Question

Small math question

Answer 1

im big so i got this

Answer 2

Can a prime \(p\) satisfy \(2^{p − 1} ≡ 1 (mod p^2) and 3^{p − }1 ≡&nbps;1 (mod p^2) simultaneously?

Answer 3

\[\large 2^{p − 1} \equiv 1 \mod p^2 \]
\[\large 3^{p − 1} \equiv 1 \mod p^2 \]

Answer 4

like that ?

Answer 5

Yes :). It's just a personal hypothetical question.

Answer 6

so you know for p alone it can ?

Answer 7

Yes

Answer 8

she wants the same prime number to satisfy both equations

Answer 9

oh so her question what p that satisfy ?

Answer 10

More or less asking if there's such a thing as a prime number that can satisfy both equations @ikram002p

Answer 11

why not :)
easy bezy , chineezy :P

Answer 12

chinese remainder theorem ?

Answer 13

when both equations satisfies then we only wanna find p such that

6^p-1 =1 mod p

it aint gonna work in general since 6 is not perfect square , so u have two methods ,
1_guessing :)

• **WHAT TO DO**:
(a) Please answer these about the thread on primes:
(i) Which theorem does Answer 12 ask about?
(ii) How does Answer 5 describe the question being asked?
(iii) What is the first of the two methods listed in Answer 13?
(b) Carry on the thread on primes from its final line.

Excerpts of pointing data:

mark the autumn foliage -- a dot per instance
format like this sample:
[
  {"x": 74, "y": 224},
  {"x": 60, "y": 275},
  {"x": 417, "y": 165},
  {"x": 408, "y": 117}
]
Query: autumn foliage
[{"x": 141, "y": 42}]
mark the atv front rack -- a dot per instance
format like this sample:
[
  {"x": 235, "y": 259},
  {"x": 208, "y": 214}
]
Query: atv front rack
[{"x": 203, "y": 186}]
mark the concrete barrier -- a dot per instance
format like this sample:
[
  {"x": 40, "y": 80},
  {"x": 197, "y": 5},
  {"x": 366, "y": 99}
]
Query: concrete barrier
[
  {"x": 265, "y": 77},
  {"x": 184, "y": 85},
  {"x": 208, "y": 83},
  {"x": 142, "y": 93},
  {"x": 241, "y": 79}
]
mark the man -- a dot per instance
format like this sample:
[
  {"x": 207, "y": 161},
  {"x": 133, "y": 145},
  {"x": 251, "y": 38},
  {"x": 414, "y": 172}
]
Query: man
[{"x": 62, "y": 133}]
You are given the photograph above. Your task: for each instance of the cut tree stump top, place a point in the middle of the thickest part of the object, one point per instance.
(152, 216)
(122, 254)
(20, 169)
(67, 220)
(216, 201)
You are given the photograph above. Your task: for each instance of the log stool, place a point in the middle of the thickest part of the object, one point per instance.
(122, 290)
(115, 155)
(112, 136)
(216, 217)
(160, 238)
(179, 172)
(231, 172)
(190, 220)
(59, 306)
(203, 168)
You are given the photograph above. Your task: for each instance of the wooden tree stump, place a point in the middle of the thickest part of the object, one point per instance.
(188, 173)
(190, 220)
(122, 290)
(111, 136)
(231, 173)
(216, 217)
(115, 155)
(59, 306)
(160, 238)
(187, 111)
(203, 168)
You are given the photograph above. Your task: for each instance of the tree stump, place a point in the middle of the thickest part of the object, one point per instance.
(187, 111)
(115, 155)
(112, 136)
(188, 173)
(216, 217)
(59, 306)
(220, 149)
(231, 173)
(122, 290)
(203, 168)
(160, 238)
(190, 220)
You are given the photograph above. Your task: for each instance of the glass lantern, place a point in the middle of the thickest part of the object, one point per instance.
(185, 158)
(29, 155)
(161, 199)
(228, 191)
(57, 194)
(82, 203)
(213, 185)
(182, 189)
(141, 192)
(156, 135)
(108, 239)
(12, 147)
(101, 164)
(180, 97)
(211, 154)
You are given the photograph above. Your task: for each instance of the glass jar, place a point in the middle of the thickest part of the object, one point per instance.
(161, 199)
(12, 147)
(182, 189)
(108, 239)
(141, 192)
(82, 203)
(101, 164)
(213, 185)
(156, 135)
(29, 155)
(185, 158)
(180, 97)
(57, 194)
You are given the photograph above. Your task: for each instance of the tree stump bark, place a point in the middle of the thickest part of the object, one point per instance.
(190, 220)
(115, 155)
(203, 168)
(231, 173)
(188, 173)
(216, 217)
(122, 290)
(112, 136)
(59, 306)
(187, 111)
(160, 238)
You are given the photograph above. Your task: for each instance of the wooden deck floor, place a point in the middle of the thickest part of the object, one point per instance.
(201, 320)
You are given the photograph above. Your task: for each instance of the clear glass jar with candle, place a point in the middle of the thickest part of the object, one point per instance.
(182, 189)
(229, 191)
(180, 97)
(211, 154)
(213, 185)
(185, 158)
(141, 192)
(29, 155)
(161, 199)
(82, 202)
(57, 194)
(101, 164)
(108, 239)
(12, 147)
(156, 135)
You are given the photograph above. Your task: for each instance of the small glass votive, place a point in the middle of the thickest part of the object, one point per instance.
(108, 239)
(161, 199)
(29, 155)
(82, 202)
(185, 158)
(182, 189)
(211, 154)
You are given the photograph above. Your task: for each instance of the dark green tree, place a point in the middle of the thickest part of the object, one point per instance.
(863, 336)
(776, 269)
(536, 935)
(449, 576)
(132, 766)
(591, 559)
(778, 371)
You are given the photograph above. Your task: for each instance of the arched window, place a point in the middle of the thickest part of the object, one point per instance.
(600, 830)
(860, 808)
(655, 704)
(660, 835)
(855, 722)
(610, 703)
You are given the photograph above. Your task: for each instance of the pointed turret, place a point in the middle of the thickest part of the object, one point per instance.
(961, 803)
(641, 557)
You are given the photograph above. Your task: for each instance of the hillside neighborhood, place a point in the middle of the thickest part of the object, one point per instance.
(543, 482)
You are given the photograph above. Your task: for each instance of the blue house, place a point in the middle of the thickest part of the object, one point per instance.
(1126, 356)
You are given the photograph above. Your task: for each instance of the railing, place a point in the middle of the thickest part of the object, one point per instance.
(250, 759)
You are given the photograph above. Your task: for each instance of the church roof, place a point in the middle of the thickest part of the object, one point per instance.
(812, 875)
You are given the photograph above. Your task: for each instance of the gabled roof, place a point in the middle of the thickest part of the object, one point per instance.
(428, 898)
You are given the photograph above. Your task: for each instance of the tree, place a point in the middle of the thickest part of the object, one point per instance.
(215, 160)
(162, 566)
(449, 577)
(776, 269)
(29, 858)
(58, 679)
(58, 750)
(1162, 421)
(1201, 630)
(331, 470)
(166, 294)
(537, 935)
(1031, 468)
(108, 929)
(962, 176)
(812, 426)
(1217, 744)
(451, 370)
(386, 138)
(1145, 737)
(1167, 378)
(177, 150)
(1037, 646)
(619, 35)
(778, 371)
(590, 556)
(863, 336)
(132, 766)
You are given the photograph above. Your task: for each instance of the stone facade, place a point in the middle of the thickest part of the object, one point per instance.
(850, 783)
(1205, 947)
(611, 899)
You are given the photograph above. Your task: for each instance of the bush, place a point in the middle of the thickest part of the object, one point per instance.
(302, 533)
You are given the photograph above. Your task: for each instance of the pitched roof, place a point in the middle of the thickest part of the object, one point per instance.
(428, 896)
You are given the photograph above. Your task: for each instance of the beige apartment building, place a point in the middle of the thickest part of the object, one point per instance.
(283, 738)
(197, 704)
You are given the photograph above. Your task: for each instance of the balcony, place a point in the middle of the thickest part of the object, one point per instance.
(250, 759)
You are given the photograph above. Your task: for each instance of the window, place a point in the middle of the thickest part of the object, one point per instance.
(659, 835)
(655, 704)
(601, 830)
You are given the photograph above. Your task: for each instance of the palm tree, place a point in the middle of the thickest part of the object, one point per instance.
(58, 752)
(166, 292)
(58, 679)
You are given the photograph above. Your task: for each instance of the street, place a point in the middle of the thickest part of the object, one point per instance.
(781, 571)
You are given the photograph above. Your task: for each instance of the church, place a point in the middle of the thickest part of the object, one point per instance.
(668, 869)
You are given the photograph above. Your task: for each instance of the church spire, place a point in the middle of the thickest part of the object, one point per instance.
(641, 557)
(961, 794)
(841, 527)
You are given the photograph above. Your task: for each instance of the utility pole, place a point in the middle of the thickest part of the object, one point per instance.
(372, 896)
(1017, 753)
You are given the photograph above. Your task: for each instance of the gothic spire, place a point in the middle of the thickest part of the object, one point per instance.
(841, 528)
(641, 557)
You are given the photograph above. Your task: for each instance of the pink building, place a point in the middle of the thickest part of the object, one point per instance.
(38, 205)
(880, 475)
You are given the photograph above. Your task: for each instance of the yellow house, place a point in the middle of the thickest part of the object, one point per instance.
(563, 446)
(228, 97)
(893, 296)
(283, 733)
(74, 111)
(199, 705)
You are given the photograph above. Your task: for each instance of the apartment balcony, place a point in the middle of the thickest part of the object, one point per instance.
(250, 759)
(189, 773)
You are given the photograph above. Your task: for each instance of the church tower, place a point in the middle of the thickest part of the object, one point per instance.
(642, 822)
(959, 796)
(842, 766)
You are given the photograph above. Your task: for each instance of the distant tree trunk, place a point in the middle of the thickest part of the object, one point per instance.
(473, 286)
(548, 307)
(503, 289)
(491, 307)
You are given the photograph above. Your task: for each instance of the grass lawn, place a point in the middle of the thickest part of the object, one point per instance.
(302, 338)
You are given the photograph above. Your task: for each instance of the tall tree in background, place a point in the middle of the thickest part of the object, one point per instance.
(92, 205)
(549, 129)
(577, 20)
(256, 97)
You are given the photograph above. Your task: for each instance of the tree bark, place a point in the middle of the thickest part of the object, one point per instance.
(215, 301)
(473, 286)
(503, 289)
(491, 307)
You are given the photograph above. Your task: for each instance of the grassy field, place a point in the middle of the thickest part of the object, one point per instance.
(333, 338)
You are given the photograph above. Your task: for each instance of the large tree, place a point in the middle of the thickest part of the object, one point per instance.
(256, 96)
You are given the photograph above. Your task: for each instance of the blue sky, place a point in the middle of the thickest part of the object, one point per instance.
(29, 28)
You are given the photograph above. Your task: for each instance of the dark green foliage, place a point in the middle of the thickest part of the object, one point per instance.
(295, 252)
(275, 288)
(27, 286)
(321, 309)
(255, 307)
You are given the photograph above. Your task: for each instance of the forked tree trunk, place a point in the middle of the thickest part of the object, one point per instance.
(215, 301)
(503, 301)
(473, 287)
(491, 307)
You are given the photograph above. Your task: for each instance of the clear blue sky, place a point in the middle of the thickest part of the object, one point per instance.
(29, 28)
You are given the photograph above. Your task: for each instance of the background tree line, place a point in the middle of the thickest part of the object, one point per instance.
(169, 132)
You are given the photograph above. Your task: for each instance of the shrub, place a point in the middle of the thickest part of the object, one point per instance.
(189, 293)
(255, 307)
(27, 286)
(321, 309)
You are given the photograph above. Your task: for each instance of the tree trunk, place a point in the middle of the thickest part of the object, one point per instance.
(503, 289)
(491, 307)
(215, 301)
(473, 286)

• **RESPONSES FOR EACH TASK**:
(a)
(i) The Chinese remainder theorem.
(ii) As a personal hypothetical question.
(iii) Guessing.

(b)
2_chinese remainder theorem

Answer 14

p^2 *

Answer 15

Yes haha @ganeshie8 "On Lerch's formula for the Fermat quotient"

Answer 16

ok sound no solution :o
hehe :P

Answer 17

looks hard >.<

Answer 18

It seems there are no solutions the first equation itself :

\[\large 2^{p − 1} \equiv 1 \mod p^2\]

Answer 19

well yes :)

Answer 20

I am not able to find any \(p\) satisfying above equation itself

Answer 21

can we prove the first equation itself has no solution ?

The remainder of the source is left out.